Put the records into a two-column CSV with the headers "request" and "points", one row per request holding its text and its answer, each in a single quoted field with line breaks turned into spaces. Begin at the start of the records and stop after the line that has "pixel 551 184".

[Begin MATERIALS PROVIDED]

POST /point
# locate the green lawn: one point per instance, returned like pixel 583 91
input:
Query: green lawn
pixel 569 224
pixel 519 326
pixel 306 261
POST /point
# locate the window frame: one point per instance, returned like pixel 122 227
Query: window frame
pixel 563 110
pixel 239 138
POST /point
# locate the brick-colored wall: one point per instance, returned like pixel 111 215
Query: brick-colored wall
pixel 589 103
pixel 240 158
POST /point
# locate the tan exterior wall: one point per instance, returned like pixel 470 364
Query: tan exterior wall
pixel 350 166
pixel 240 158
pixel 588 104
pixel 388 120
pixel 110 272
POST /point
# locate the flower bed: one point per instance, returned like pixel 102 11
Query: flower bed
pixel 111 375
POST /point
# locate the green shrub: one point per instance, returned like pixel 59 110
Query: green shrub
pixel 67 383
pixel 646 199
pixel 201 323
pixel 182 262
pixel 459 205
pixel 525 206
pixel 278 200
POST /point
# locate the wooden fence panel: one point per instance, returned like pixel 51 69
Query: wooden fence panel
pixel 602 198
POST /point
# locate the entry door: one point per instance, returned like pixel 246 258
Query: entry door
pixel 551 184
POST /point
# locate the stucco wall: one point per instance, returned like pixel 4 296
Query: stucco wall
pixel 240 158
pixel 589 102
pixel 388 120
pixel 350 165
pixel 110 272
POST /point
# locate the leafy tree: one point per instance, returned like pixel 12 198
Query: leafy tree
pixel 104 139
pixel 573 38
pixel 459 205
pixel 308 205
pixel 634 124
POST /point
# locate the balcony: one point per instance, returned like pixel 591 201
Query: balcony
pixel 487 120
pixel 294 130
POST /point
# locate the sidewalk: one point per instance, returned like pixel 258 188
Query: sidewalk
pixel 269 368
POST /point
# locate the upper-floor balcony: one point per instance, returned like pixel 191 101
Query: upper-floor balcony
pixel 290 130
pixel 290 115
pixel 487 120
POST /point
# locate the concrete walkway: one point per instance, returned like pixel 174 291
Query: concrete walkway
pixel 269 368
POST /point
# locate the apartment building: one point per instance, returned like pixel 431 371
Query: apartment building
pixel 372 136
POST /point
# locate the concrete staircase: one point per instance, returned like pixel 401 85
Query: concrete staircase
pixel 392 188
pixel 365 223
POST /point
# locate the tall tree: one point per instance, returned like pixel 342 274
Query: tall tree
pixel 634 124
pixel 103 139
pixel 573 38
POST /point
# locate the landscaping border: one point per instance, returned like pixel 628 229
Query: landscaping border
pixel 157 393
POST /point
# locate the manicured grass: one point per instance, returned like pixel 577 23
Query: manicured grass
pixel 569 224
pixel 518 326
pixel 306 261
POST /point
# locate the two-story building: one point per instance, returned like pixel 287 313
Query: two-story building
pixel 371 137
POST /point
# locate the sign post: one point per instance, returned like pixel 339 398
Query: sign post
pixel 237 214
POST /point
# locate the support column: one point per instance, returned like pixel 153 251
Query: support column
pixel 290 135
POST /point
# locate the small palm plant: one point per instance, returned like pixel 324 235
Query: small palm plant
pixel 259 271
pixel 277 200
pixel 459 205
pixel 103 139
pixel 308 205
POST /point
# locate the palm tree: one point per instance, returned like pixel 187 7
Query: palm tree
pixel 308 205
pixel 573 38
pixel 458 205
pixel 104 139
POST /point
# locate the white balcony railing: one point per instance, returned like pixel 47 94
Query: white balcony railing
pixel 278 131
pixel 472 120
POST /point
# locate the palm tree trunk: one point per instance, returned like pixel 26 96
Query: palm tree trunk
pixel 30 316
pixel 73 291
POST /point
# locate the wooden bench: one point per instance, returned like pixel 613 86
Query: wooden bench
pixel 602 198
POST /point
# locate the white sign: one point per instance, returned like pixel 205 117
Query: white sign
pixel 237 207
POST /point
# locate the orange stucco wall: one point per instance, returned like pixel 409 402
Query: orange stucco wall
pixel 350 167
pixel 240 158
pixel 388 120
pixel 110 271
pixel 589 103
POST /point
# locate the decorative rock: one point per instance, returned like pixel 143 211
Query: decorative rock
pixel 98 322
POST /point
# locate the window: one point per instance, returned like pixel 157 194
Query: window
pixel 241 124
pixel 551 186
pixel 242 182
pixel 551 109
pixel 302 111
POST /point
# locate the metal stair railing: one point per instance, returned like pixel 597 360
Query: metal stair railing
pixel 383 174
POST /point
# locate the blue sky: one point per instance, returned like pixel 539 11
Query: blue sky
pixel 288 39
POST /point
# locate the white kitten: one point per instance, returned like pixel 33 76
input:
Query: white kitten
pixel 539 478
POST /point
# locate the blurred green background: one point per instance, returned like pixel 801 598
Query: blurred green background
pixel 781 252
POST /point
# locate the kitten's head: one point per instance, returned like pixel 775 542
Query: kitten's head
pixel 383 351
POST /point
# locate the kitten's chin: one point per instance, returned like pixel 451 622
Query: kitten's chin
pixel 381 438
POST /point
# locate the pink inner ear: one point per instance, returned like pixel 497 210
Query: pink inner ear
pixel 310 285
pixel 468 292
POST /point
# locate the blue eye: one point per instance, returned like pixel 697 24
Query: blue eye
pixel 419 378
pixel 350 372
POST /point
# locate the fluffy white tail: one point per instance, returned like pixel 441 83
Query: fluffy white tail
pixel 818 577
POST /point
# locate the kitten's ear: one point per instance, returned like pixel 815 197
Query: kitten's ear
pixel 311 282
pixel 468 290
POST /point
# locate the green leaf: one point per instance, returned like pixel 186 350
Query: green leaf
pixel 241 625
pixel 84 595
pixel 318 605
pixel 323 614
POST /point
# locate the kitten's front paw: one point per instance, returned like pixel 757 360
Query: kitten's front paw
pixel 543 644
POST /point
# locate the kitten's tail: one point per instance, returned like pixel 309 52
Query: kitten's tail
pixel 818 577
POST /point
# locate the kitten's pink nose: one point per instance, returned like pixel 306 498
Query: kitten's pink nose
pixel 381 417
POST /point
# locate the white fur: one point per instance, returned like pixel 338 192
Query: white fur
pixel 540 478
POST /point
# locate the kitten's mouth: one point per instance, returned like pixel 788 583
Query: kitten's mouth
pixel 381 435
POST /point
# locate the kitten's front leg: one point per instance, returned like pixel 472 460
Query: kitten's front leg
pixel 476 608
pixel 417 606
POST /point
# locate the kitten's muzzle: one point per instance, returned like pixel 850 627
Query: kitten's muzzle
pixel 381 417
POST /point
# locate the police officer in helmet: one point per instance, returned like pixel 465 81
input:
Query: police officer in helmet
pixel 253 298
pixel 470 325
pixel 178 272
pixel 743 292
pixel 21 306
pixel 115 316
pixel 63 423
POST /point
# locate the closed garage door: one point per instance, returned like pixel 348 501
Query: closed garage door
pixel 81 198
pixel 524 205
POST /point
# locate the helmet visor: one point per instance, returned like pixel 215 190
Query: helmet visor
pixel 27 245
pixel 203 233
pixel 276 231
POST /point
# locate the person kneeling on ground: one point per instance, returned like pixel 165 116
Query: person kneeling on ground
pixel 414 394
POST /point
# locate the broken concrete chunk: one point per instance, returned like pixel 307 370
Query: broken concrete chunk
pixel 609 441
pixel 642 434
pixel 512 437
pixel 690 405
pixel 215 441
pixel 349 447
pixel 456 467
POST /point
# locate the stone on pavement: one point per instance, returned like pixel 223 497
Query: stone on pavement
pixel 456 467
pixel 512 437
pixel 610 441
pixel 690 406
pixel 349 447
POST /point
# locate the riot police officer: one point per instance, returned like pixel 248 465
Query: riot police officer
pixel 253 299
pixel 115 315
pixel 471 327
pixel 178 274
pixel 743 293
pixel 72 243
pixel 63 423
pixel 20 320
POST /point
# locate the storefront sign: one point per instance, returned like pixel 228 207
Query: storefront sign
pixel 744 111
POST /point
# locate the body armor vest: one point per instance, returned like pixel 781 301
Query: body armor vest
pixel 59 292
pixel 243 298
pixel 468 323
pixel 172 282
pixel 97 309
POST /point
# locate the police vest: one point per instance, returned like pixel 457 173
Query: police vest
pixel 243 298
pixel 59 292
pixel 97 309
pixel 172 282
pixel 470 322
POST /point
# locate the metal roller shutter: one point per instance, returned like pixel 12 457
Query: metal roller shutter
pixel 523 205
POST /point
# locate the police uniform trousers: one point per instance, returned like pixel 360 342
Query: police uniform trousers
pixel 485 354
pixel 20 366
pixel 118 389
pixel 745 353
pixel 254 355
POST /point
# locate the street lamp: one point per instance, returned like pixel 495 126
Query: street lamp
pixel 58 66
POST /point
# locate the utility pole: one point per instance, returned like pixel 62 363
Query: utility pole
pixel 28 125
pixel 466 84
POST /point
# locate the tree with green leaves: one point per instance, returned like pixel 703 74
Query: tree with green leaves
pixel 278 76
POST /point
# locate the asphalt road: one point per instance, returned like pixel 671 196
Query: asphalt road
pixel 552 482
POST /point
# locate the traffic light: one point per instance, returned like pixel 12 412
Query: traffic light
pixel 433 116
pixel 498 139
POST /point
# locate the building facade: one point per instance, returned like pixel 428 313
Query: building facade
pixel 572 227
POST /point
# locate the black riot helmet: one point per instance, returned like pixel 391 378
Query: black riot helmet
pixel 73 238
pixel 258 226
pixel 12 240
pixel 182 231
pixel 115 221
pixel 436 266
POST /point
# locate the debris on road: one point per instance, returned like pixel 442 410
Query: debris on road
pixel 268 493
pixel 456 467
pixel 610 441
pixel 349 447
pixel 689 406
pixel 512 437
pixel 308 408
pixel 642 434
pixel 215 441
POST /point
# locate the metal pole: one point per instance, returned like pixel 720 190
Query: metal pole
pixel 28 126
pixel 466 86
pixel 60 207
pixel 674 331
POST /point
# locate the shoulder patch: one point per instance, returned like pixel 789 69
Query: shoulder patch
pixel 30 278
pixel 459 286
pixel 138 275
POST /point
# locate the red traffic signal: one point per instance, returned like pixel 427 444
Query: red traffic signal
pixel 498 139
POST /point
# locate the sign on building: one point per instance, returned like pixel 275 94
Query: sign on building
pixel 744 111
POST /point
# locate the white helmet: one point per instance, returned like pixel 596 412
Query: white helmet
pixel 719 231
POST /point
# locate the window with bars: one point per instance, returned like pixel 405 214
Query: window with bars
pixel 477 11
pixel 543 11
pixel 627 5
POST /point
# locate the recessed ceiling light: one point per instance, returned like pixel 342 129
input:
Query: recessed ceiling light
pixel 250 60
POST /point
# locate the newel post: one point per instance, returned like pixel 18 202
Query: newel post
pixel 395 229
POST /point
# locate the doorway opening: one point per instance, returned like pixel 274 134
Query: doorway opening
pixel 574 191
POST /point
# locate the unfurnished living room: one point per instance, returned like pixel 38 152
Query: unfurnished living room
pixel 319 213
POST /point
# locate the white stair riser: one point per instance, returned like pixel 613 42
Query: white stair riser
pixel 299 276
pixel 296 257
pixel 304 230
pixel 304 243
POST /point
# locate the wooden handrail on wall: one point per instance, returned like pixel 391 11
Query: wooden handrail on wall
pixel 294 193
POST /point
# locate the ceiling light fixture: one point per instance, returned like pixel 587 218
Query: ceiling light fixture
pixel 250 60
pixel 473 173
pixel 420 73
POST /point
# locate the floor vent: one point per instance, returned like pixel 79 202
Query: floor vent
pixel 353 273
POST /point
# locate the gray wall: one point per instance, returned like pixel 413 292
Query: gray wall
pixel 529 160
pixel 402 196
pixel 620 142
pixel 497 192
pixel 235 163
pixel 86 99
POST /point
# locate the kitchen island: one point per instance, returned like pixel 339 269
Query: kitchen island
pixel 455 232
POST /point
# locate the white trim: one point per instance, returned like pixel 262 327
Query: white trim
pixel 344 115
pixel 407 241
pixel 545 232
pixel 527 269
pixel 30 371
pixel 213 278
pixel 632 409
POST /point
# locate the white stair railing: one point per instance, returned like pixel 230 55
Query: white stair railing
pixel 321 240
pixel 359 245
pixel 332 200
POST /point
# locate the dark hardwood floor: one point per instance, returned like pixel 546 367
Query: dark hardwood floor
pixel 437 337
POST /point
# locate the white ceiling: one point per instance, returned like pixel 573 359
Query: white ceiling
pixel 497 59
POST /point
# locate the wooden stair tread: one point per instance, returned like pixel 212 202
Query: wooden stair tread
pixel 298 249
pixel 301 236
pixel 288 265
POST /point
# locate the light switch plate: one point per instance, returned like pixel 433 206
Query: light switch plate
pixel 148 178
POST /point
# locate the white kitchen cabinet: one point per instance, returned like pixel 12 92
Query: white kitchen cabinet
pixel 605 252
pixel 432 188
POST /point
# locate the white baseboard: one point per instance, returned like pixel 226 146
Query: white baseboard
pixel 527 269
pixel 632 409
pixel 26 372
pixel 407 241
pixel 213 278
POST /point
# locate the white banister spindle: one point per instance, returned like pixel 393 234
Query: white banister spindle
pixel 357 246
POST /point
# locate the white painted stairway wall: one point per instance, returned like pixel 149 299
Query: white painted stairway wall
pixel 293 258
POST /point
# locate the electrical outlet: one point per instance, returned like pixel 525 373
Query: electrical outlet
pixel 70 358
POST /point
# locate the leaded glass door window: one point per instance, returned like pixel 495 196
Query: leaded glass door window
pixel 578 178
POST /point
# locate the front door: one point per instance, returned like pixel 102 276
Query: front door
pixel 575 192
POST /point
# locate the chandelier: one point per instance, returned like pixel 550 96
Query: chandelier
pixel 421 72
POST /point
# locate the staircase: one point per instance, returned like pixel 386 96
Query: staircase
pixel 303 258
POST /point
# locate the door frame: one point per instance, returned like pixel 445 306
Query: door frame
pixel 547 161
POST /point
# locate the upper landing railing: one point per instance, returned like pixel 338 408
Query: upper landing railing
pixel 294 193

[End MATERIALS PROVIDED]

• FINAL RESULT
request,points
"POST /point # locate the green lawn: one point per instance, returned like pixel 583 91 input: Query: green lawn","pixel 569 224 pixel 519 326 pixel 306 261"
"POST /point # locate the window frame: one point per instance, returned like pixel 122 227 Query: window frame","pixel 563 110 pixel 239 138"
"POST /point # locate the brick-colored wall: one point per instance, returned like pixel 111 215 Query: brick-colored wall","pixel 589 103 pixel 240 158"
"POST /point # locate the tan exterior wall: one point per instance, returned like pixel 470 364 Query: tan exterior wall","pixel 350 166 pixel 240 158 pixel 588 104 pixel 388 120 pixel 110 272"
"POST /point # locate the flower bed: one point per instance, returned like pixel 102 11 Query: flower bed","pixel 111 375"
"POST /point # locate the green shrub: one point per instance, returned like pixel 59 110 Query: green shrub","pixel 67 383 pixel 646 199 pixel 201 323 pixel 182 262 pixel 459 205 pixel 525 206 pixel 278 200"
"POST /point # locate the wooden fence panel: one point per instance, returned like pixel 51 69 Query: wooden fence panel","pixel 602 198"
"POST /point # locate the entry door: one point per instance, returned like pixel 246 258 Query: entry door","pixel 551 184"